READING TEXT:
* START *

An AlTar application executes the simulation by defining a required main entry point:

@altar.export
def main(self, *args, **kwds):
    """
    The main entry point
    """

    # initialize various components
    self.job.initialize(application=self)
    self.rng.initialize()
    self.controller.initialize(application=self)
    self.model = self.model.initialize(application=self)
    # sample the posterior distribution
    return self.model.posterior(application=self)

which initializes different components and invokes the model.posterior to perform the MCMC sampling.

An AlTar application is also the engager of the pyre framework, as inherited from pyre.application or pyre.plexus, which performs

  • registering all protocols and components in a database;

  • reading/loading configuration files;

  • instantiating all components into regular Python objects;

  • invoking the proper shell (MPI, SLURM) to deploy the job.

Controller/Annealer

See API Reference: altar.bayesian.Annealer

A Bayesian controller uses an annealing schedule and MCMC to approximate the posterior distribution of a model. The current Annealer uses exclusively the CATMIP algorithm (more controllers implementing other algorithms will be added to a future release). It includes the following configurable components

  • sampler = altar.bayesian.sampler(), the MCMC sampler. The default is a Metropolis sampler with fixed chain length based on Metropolis-Hastings algorithm. Another sampler implemented is AdaptiveMetropolis which targets a fixed acceptance ratio and varies the chain length targeting a fixed effective sample size.

  • scheduler = altar.bayesian.scheduler(), the generator of the annealing schedule. The default and currently only implemented scheduler is based on the Coefficient of Variance (COV) of the data likelihood densities.

* END *

[Entries drawn from a collection]
* START *

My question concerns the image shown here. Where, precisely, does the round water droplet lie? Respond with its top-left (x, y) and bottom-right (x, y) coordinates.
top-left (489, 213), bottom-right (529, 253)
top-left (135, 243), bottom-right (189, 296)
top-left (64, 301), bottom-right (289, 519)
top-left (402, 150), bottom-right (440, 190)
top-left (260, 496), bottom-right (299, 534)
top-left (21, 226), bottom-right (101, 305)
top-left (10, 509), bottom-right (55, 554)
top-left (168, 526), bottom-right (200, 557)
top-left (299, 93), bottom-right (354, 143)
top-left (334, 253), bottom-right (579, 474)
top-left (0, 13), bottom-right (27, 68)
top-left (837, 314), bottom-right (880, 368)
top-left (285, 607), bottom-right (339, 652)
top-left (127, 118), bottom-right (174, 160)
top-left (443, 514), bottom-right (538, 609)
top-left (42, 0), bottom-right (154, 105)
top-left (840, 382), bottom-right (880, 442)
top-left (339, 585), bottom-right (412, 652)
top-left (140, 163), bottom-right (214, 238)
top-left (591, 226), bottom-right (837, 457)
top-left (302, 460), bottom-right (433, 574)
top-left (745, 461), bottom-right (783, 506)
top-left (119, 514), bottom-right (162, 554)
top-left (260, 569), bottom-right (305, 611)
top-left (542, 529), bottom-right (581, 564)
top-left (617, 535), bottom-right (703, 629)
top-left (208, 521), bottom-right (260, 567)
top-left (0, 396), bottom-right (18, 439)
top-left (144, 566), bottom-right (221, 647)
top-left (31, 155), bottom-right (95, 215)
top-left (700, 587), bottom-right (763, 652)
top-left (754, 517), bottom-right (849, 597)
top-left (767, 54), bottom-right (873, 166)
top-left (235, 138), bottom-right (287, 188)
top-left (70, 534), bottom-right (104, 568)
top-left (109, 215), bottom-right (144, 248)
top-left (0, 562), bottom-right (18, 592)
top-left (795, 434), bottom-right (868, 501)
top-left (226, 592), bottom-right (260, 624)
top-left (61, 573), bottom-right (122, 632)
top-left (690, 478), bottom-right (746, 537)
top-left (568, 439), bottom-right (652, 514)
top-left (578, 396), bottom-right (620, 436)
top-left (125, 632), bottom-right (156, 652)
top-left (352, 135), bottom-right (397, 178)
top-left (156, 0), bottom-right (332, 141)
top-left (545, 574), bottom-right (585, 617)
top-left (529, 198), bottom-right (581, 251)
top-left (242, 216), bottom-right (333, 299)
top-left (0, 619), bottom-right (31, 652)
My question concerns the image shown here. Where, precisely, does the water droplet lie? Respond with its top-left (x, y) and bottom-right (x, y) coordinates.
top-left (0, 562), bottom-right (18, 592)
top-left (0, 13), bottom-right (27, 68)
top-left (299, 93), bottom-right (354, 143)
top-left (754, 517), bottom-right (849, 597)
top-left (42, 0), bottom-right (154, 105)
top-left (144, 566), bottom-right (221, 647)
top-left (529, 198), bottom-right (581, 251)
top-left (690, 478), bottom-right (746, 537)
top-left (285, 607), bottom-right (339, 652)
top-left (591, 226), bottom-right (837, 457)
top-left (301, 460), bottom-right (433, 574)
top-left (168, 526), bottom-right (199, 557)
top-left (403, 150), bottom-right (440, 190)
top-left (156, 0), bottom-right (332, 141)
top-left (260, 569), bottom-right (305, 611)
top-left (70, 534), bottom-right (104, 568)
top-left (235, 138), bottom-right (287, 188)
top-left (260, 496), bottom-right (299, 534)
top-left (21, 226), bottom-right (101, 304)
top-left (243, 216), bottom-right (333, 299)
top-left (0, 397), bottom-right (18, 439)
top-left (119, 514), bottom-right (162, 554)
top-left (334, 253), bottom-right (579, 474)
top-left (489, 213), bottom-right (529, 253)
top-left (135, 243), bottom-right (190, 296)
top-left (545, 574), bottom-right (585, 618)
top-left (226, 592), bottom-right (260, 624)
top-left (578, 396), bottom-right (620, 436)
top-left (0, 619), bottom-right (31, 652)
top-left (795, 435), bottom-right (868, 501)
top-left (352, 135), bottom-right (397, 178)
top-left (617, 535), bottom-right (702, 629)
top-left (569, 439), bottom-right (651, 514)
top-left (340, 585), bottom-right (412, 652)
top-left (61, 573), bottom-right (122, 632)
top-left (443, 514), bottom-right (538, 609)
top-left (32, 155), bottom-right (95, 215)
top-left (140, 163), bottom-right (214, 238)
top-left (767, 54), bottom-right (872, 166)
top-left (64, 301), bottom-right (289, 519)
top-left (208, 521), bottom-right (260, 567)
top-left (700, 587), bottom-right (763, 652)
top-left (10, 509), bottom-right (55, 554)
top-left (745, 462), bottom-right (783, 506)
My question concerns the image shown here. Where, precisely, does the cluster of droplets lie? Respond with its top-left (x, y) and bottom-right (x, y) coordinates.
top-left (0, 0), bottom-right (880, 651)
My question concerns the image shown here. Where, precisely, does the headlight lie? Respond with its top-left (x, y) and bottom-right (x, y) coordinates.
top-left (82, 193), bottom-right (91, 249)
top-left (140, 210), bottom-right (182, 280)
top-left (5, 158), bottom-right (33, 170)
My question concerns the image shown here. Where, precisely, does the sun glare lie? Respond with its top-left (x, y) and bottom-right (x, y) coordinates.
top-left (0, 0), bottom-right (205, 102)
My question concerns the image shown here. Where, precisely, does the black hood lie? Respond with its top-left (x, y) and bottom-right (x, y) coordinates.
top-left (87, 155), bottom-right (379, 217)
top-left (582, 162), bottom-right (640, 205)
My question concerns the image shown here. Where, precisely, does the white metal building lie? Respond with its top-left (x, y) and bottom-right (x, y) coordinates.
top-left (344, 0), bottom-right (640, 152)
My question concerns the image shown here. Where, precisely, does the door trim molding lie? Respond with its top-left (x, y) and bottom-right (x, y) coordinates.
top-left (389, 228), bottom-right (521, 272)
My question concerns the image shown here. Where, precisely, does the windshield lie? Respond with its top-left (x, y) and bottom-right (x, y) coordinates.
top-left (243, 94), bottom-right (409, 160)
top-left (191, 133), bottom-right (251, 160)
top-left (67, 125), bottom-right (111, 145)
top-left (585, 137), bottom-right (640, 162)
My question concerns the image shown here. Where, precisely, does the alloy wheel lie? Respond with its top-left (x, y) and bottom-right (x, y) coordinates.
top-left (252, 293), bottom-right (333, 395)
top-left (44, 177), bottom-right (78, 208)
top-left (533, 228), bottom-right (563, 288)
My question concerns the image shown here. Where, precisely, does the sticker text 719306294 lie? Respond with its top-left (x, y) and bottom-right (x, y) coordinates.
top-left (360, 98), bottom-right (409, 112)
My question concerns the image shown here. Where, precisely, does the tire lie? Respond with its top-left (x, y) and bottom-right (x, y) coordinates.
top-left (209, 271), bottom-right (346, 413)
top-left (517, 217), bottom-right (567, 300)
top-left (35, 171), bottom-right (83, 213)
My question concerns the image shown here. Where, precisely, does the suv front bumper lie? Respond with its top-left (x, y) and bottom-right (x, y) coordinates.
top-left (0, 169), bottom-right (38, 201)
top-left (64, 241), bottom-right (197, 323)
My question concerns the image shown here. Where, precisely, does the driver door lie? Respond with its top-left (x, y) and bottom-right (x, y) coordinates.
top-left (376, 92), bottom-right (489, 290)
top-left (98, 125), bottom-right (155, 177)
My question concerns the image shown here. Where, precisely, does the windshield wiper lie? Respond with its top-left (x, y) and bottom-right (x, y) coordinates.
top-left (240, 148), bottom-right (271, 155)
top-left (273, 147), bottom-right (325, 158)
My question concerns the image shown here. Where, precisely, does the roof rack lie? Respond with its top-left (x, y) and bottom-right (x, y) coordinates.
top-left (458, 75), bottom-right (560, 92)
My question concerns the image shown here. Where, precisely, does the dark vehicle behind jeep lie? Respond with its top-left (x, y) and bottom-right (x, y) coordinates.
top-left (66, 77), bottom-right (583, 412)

* END *

DIRECTIVES:
a. According to the AlTar text, which algorithm does the current Annealer use exclusively?
b. Summarize the AlTar text in two sentences.
c. Reproduce the part of the AlTar text starting with "self.controller.initialize(application=self)" and going on through "return self.model.posterior(application=self)".

FULL SOLUTIONS:
a. The CATMIP algorithm.

b. An AlTar application runs the simulation through a required main entry point that initializes its components and invokes model.posterior to perform MCMC sampling, and it also serves as the engager of the pyre framework, registering protocols and components, loading configuration files, instantiating components, and invoking the proper shell to deploy the job. Its Bayesian controller, the Annealer, uses an annealing schedule and MCMC with the CATMIP algorithm to approximate a model's posterior distribution, and it has a configurable sampler and scheduler.

c.
self.controller.initialize(application=self)
    self.model = self.model.initialize(application=self)
    # sample the posterior distribution
    return self.model.posterior(application=self)